▸ **ENTRIES SUPPLIED**:
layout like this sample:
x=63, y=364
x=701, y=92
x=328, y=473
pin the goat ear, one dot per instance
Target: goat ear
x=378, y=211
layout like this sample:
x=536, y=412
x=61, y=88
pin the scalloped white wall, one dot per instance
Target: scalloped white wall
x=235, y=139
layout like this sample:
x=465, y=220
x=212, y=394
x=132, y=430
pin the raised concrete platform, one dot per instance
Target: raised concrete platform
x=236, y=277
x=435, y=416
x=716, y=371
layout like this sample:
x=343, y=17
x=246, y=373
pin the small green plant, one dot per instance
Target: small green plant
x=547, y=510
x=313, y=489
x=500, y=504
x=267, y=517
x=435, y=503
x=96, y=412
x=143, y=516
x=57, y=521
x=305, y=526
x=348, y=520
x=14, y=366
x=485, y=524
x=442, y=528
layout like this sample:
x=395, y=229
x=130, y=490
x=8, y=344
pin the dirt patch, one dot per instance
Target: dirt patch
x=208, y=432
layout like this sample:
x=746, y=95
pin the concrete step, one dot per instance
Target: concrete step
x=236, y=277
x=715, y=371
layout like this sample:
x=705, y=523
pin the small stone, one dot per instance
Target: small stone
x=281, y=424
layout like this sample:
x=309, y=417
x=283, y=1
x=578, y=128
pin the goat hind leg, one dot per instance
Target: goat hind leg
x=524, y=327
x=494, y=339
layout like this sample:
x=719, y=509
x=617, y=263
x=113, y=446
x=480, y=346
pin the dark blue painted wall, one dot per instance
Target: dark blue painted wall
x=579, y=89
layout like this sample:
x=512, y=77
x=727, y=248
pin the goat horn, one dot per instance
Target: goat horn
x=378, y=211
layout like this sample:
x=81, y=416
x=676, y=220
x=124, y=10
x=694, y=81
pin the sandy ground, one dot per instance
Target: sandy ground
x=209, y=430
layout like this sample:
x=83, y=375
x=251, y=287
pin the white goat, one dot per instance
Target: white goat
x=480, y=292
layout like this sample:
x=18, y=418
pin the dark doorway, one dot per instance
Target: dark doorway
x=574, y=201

▸ **PROBLEM REQUIREMENTS**:
Would you please output every record again, exactly?

▸ **ANSWER BOX**:
layout like this sample:
x=63, y=364
x=701, y=92
x=328, y=473
pin the goat ear, one dot per instance
Target: goat ear
x=378, y=211
layout like this sample:
x=536, y=412
x=61, y=88
pin the scalloped white wall, one dot per instance
Target: scalloped white wall
x=235, y=139
layout like this sample:
x=465, y=220
x=212, y=394
x=132, y=430
pin the raised concrete platform, one dot per instance
Target: raised concrete platform
x=236, y=277
x=435, y=416
x=716, y=371
layout like this sample:
x=343, y=17
x=246, y=373
pin the small green plant, one dot per instance
Target: small green plant
x=547, y=510
x=313, y=489
x=500, y=504
x=267, y=517
x=435, y=503
x=96, y=412
x=143, y=516
x=57, y=521
x=305, y=526
x=348, y=520
x=14, y=366
x=485, y=524
x=442, y=528
layout like this sample:
x=395, y=229
x=130, y=490
x=8, y=344
pin the dirt patch, one dot per instance
Target: dirt patch
x=208, y=432
layout like this sample:
x=746, y=95
pin the concrete step, one dot per instance
Target: concrete step
x=236, y=277
x=715, y=371
layout like this sample:
x=705, y=523
pin the small stone, one dot per instance
Target: small stone
x=281, y=424
layout like this sample:
x=309, y=417
x=283, y=1
x=578, y=128
pin the goat hind leg, one dot per instance
Target: goat hind leg
x=524, y=327
x=494, y=339
layout like this sample:
x=719, y=509
x=617, y=263
x=113, y=446
x=480, y=346
pin the dark blue painted wall, one dot per instance
Target: dark blue painted wall
x=579, y=89
layout like this sample:
x=512, y=77
x=727, y=248
pin the goat horn, one dot per instance
Target: goat horn
x=378, y=211
layout like this sample:
x=81, y=416
x=676, y=220
x=124, y=10
x=694, y=81
pin the sandy ground, one dot per instance
Target: sandy ground
x=209, y=430
layout like this sample:
x=83, y=375
x=251, y=287
pin the white goat, one dot per instance
Target: white goat
x=480, y=292
layout like this sample:
x=18, y=418
pin the dark doorway, one dot per instance
Target: dark doorway
x=574, y=201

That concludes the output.